==== ФРАГМЕНТ ТЕКСТА
Последний день

Мария Курякина
Жизнь – она действительно полосатая. Только узор этот сложнее, чем чёрно-белое «плохо» и «хорошо». Разноцветная жизненная полосатость складывается в радугу, переливающуюся десятками безымянных полуоттенков. И каждый цвет – многосоставная смесь радостей и горестей, так что почти невозможно сказать, нравится он тебе или не очень.

Вот живу я сейчас на зелёной полосе своей радуги: маленькие дети, поставленные на паузу вопросы о самореализации, мамочки-подружки. Вчера всё было зелёное, завтра всё будет зелёное и (разумеется, ошибочно) кажется: я попала. Отныне и навсегда все мои горести (которые кажутся большими) и радости (которые кажутся очевидными) будут зелёными. Но это – ловушка мышления. На самом деле моя зелёная полоса младенческого материнства продлится пять, семь, аще в силах – пятнадцать лет. Это много, но не бесконечно. А значит (невероятно, но факт) мои бессонные ночи, как и мои умиления от беззубых улыбок – явление временное.

Мне трудно поверить, что когда-то была 11-летняя красная полоса школы. А представить, что когда-то начнётся сиреневая полоса «опустевшего гнезда» почти невозможно. Но как бы трудно и невозможно не было, я стараюсь время от времени спрашивать себя: «А что, если этот день последний?» То есть, не последний вообще – память смертная вещь необычайно полезная, но, к сожалению или к счастью, пока что сложно вообразимая. Не доросшая до веры в свою (внезапную) смертность, я думаю о детской версии последнего дня: что, если завтра зелёная полоса жизни сменится жёлтой? Ведь такой опыт у меня уже есть.

Что если сегодня последний день моего декрета, а завтра дети, съев волшебный пирожок, станут взрослыми и самостоятельными? Как я проведу этот последний вечер своего материнства, какую сказку расскажу им напоследок? Смогу ли умилиться разбросанным машинкам? Разрешу ли им уснуть рядом с собой?

Что если сегодня последний день в этом городе? Вдруг я больше никогда не увижу эти улицы и этих соседей? С какого ракурса я захочу сфотографировать свой прощальный закат, в какую кофейню зайду напоследок, с каким чувством буду складывать в чемоданы посуду и занавески, купленные под этот цвет обоев?
========
==== ИСХОДНЫЕ ДАННЫЕ
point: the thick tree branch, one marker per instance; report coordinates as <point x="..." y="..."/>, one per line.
========
### РАБОЧИЕ ЗАДАНИЯ
1. Сколько лет длилась красная полоса школы, о которой говорится в тексте «Последний день»?
2. Перепишите дословно отрывок из текста «Последний день», начиная со слов «Мария Курякина» и заканчивая словами «или не очень.».
Приведённые данные никак не связаны с текстом «Последний день».

### ОТВЕТЫ К ЗАДАНИЯМ
1. Красная полоса школы длилась 11 лет.

2.
Мария Курякина
Жизнь – она действительно полосатая. Только узор этот сложнее, чем чёрно-белое «плохо» и «хорошо». Разноцветная жизненная полосатость складывается в радугу, переливающуюся десятками безымянных полуоттенков. И каждый цвет – многосоставная смесь радостей и горестей, так что почти невозможно сказать, нравится он тебе или не очень.